---- SOURCE DOCUMENT

I am confused. Why do you have
hdf5in json, but use ADIOS output to.bp?
This is a default that PIConGPU sets to workaround a bug, it is ignored if HDF5 is not chosen for writing
Ah, thanks @franzpoeschel , I was not aware. Could you have a look and suggest how to investigate this issue?
It should actually require a bit less than 2x but depends on many factors how much exactly, so 2x should be safe.
With the ADIOS2 BP4 engine, data is staged in-memory and written upon closing the time step. This means that in that backend, you should actually have at least 2 times the device memory. I can have a more detailed look later.
@sbastrakov it actually works, the problem was linked to the proper configuration of ADIOS backend !
I have this warning tough in the .err output, may be you know what this means?
Warning: ADIOS2 backend does not support compression method blosc. Continuing without compression.
I believe it just means your json requests data compression via blosc, that is supported by ADIOS1 backend, but not ADIOS2. So you are currently running with ADIOS2 and no compression, but that is fine. In this case, you could remove the blosc configuration from json, but it also doesn't hurt now besides this warning printed.
I believe it just means your json requests data compression via blosc, that is supported by ADIOS1 backend, but not ADIOS2
More precisely, it is supported by ADIOS2, but only if ADIOS2 is compiled against blosc. If it's not, this warning will come up.
@sbastrakov it will be advantageous to use data compression in our case, we are using a Lustre filesystem. What does exaclty blosc ? can ADIOS2 use other kind of compression algorithm?

--------
---- MATERIAL

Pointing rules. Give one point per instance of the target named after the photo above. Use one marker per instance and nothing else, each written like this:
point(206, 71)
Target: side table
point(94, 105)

--------

TASKS TO COMPLETE:
1. From the forum thread on ADIOS output, extract the passage from "With the ADIOS2" to "what this means?".
2. Answer these questions from the forum thread on ADIOS output:
(a) With the ADIOS2 BP4 engine, at what point is the in-memory staged data written?
(b) On what condition does ADIOS2 support the blosc compression method?
(c) What kind of filesystem does the poster in the last message say they are using?

TASK-BY-TASK RESULTS:
1.
With the ADIOS2 BP4 engine, data is staged in-memory and written upon closing the time step. This means that in that backend, you should actually have at least 2 times the device memory. I can have a more detailed look later.
@sbastrakov it actually works, the problem was linked to the proper configuration of ADIOS backend !
I have this warning tough in the .err output, may be you know what this means?

2.
(a) Upon closing the time step.
(b) Only if ADIOS2 is compiled against blosc.
(c) A Lustre filesystem.